══ Text excerpt

Sunday Player Profiles 1999-2000

Nick Macklin Rob White
Terry Vater Andy Curtis
Mark Gale Wayne Cope
Johnny Cleall Dean Rogerson
Darren Spivey Steve Ives
Chris Oram Steve McEleney
Kevin Cox Kevin Curtis
Earle Dacre Adam Rogerson
Darren Brown Khalil Ghabaee
Ian Macklin  

NAME: Nick Macklin

POSITION: Manager (Head in Hands)

NICKNAMES: Nick; Ole Scuffer; Freddy Boswell

Another successful season for Bere’s ‘Manager of the Decade’. With a football brain that never stops ticking, like an unexploded bomb, Nick has slotted a few more pieces into his jigsaw this year and seen some surprising results. Runners-up this year, Nick will need to dabble in the market (Dorchester market) if Bere are going to go one better in ‘La Primera Liga’ next season.


NAME: Terry Vater

POSITION: Goalkeeper (Propping up the bar)


The original ‘Alcopop’, Paddles has slotted into the team as if he had always been there. Cool as a cucumber, and just as thin, he has been a revelation in goal, the relevation being how a man can play so well with so much alcohol in his bloodstream. Despite working harder than Santa Claus at Christmas, Paddles has been a consistent performer both between the sticks and at the bar. A seasoned, or should I say pickled, professional.


NAME: Mark Gale

POSITION: Defender (Prone and clutching ankle)

NICKNAMES: Galer; Iceman; Becks

Mark continued where he left off last season as a model of consistency and dead ball specialist (though the live ones do cause him a bit of trouble). He has marshalled the back line into some kind of order, despite the loss of last year’s player of the year and a horrific deodorant injury. Never backward in giving his opinion, Mark’s voice can be heard resounding across the Rec on a Sunday morning, frightening team members and young children alike. A whole-hearted player and the skipper in both word and deed.


NAME: Johnny Cleall

POSITION: Defender (Early Bath)


Johnny has been a more than useful addition to the squad this year and played a huge part in pushing Bere onwards and upwards. A natural left footer (Keegan, take note) Johnny has added some much needed poise and elegance to the traditional ‘up and under’ Bere defence. If Johnny has a weakness it is his temperament, not forgetting his preference of staying in bed. More fiery than John Hartson in a traffic jam he has collected more cards this season than your average 8 year old Pokemon fan. However, like a vintage wine, as he matures he will get better and better.

════
══ Extracted data

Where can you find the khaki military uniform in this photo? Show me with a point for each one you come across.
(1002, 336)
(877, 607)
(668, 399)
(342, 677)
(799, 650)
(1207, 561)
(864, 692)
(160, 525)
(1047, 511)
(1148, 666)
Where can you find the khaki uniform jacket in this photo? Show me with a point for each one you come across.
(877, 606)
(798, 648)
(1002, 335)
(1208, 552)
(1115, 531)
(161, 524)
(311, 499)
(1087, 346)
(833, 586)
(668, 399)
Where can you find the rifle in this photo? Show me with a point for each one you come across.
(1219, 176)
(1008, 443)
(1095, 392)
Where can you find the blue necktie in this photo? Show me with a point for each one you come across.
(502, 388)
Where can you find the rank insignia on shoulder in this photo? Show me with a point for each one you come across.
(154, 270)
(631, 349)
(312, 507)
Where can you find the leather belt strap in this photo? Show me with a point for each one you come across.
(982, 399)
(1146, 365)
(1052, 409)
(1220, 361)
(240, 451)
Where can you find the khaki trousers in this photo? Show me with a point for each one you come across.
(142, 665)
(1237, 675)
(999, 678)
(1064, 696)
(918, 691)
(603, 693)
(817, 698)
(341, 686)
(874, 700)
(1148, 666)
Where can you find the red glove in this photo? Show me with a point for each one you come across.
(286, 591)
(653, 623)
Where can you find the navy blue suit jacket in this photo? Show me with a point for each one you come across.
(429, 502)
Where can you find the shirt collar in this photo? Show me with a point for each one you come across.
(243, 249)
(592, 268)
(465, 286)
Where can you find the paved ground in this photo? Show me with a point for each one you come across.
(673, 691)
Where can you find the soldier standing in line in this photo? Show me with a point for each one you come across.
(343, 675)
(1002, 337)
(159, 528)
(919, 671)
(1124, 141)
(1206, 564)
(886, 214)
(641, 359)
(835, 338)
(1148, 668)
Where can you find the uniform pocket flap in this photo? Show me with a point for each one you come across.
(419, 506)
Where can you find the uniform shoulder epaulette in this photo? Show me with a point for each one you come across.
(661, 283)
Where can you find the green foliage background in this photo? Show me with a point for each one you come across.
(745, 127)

════

== Task details ==
According to the player profiles, why will Nick Macklin need to dabble in the market? Answer in one to three sentences.

== Worked solution ==
Bere finished as runners-up this season. Nick will need to dabble in the market if the team is going to go one better in "La Primera Liga" next season.